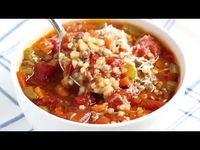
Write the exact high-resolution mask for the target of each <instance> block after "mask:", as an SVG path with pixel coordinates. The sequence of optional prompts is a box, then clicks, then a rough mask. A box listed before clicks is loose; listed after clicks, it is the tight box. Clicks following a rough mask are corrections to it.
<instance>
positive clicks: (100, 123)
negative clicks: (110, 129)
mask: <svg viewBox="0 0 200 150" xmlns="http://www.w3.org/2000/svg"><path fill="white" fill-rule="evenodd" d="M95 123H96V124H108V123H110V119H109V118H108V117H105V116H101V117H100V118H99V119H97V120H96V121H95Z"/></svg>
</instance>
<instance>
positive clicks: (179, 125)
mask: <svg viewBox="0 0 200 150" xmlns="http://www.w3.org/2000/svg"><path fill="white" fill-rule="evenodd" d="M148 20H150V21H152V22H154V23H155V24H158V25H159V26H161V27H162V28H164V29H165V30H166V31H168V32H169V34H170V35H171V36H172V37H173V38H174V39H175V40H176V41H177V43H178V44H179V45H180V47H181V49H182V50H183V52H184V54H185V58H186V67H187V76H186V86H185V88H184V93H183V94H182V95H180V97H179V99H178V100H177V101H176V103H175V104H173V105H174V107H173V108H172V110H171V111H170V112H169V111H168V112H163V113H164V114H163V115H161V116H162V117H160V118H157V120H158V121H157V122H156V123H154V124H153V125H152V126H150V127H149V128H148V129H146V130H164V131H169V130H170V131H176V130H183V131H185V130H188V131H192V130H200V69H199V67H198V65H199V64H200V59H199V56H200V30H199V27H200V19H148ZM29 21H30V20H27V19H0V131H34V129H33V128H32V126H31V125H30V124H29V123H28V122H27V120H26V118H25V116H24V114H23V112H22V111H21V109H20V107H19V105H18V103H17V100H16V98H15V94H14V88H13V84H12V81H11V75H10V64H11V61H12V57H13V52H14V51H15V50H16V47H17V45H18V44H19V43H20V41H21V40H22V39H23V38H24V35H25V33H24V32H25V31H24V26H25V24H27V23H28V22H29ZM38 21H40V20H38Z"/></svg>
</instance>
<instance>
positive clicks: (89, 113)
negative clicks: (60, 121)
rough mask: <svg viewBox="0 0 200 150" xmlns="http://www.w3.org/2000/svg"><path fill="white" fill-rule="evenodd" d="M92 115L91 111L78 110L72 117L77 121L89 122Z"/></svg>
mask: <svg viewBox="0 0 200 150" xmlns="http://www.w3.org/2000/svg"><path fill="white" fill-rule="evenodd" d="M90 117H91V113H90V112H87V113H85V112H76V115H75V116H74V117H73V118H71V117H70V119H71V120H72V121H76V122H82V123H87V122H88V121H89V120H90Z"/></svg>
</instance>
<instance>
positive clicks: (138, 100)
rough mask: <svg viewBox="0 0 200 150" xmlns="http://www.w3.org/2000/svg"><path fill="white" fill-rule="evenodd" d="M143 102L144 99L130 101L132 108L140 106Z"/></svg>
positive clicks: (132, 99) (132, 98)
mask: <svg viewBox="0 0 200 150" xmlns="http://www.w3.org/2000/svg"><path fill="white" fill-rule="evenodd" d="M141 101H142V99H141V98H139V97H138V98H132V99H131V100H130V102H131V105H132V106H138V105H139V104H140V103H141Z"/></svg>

········

*Assignment*
Here the output must be the lines above from the line with "positive clicks: (100, 123)" to the line with "negative clicks: (60, 121)", both included, duplicated word for word and nothing else.

*Written solution*
positive clicks: (100, 123)
negative clicks: (110, 129)
mask: <svg viewBox="0 0 200 150" xmlns="http://www.w3.org/2000/svg"><path fill="white" fill-rule="evenodd" d="M95 123H96V124H108V123H110V119H109V118H108V117H105V116H101V117H100V118H99V119H97V120H96V121H95Z"/></svg>
</instance>
<instance>
positive clicks: (179, 125)
mask: <svg viewBox="0 0 200 150" xmlns="http://www.w3.org/2000/svg"><path fill="white" fill-rule="evenodd" d="M148 20H150V21H152V22H154V23H155V24H158V25H159V26H161V27H162V28H164V29H165V30H166V31H168V32H169V34H170V35H171V36H172V37H173V38H174V39H175V40H176V41H177V43H178V44H179V45H180V47H181V49H182V50H183V52H184V54H185V58H186V67H187V76H186V86H185V88H184V93H183V94H182V95H180V97H179V99H178V100H177V101H176V103H175V104H173V105H174V107H173V108H172V110H171V111H170V112H169V111H168V112H163V113H164V114H163V115H161V116H162V117H160V118H157V120H158V121H157V122H156V123H154V124H153V125H152V126H150V127H149V128H148V129H146V130H164V131H169V130H170V131H176V130H183V131H185V130H188V131H192V130H200V69H199V67H198V65H199V64H200V59H199V56H200V30H199V27H200V19H148ZM29 21H30V20H27V19H0V131H34V129H33V128H32V126H31V125H30V124H29V123H28V122H27V120H26V118H25V116H24V114H23V112H22V111H21V109H20V107H19V105H18V103H17V100H16V98H15V94H14V88H13V84H12V81H11V75H10V64H11V61H12V57H13V52H14V51H15V50H16V47H17V45H18V44H19V43H20V41H21V40H22V39H23V38H24V35H25V33H24V32H25V31H24V26H25V24H27V23H28V22H29ZM38 21H40V20H38Z"/></svg>
</instance>
<instance>
positive clicks: (89, 113)
negative clicks: (60, 121)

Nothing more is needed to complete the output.